提示文:
▬▬▬

図2】本発明の一実施形態による静電気保護素子の回路図である。
図3】本発明の一実施形態による静電気保護素子の回路図である。
図4】本発明の一実施形態による静電気保護素子の回路図である。
図5】本発明の一実施形態による静電気保護素子の回路図である。
図6】本発明のいくつかの実施形態による、画素素子がオンであり、且つ、静電気保護素子により、リーク電流が信号線からコモン電極に流れるときのリーク電流の比率を説明する折れ線グラフである。
図7】本発明のいくつかの実施形態による、画素素子がオフであり、且つ、静電気保護素子により、リーク電流がコモン電極から信号線に流れるときのリーク電流の比率を説明する折れ線グラフである。
図8】本発明のいくつかの実施形態による、画素素子がオンであるとき、X線による照射前後の静電気保護素子、および、従来の静電気保護素子のリーク電流を説明する折れ線グラフである。
図9】本発明のいくつかの実施形態による、画素素子がオフであるとき、X線による照射前後の静電気保護素子と従来の静電気保護素子のリーク電流を説明する折れ線グラフである。
図10】本発明のいくつかの実施形態による、パネル装置が可視光を受光後、従来の静電気保護素子に対する静電気保護素子のリーク電流の比率を説明する折れ線グラフである。
図11】本発明の異なる実施形態による第一ダブルゲートトランジスタの構造図である。
図12】本発明の異なる実施形態による第一ダブルゲートトランジスタの構造図である。
図13】本発明の異なる実施形態による第一ダブルゲートトランジスタの構造図である。
【発明を実施するための形態】
【0010】
以下の詳細な記述において、説明の目的のため、いくつかの特定の詳細、および、実施形態が説明されて、本発明の徹底的な理解を提供する。以下の詳細で記述される特定の素子と配置が説明されて、本発明を明確に説明する。しかし、ここで説明される例示的実施形態は、単に、説明のために用いられるとともに、本発明の概念は各種形式で具体化され、それらの例示的実施形態に限定されないことは明らかである。このほか、本発明の記述を明確にするため、異なる実施形態の図面は、類似の、および/または、対応する符号を用いて、類似の、および/または、対応する要素を示す。しかし、異なる実施形態の図面中の類似の、および/または、対応する符号は、異なる実施形態間の任意の相互関係を示すものではない。方向を示す用語、たとえば、“上”、“下”、“左”、”右”、“前”あるいは“後ろ”は、添付図面の基準方向である。よって、方向を示す用語の使用は説明のためだけであり、且つ、本発明を制限することを目的としていない。

▬▬▬

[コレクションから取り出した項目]

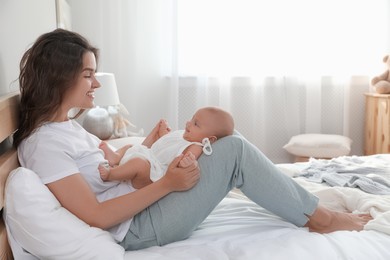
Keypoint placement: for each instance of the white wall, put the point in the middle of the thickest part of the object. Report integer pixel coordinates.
(21, 22)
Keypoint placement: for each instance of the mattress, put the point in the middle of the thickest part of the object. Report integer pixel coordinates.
(240, 229)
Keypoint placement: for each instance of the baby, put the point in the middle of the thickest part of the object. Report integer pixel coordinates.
(143, 165)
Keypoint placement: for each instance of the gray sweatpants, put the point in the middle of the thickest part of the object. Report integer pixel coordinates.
(234, 163)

▬▬▬

課題一覧:
1 > 静電気保護素子についての提示文で、方向を示す用語として例に挙げられている語をすべて書き出しなさい。
2 > 静電気保護素子についての提示文を、最後の文に続けて書き進めなさい。

課題の解答:
1 > 上、下、左、右、前、後ろ

2 >
【0011】
理解すべきことは、特定の記述の構成要素、あるいは、特定の図面の構成要素は、当業者によく知られた任意の形式中に含まれる。このほか、ある層が、その他の層、あるいは、基板“上”にあるとき、 “直接”、その層、あるいは、基板上にあるか、あるいは、その層と当該その他の層の間にその他のいくつかの層があってもよい。
【0012】
この明細書において、相対表現が用いられる。例えば、“下方”、“底部”、“上方”あるいは“頂部”が用いられて、要素同士の位置を記述する。理解されるべきことは、装置がさかさまにひっくり返される場合、“下方”の要素は“上方”の要素になることである。
【0013】
用語“約”および“ほぼ”は、通常、所定値の+/-20%を意味し、さらに通常、所定値の+/- 10%を意味し、さらにもっと通常、所定値の+/-5%を意味する。本発明の所定値は近似値である。特定の記述がないとき、所定値は“約”あるいは“ほぼ”の意味を含む。
【0014】
図1は、本発明の第一実施形態によるパネル装置100を示す図である。この実施形態において、パネル装置100は、フラットパネルディスプレイ(FPD)装置、フレキシブルパネルディスプレイ装置、あるいは、X線感知パネル装置である。パネル装置100は、液晶ディスプレイ(LCD)装置、有機発光ダイオード(OLED)パネル装置、無機LEDパネル装置(たとえば、ミニLEDパネル装置、マイクロLEDパネル装置、あるいは、量子ドットLEDパネル装置)であるが、この限りではない。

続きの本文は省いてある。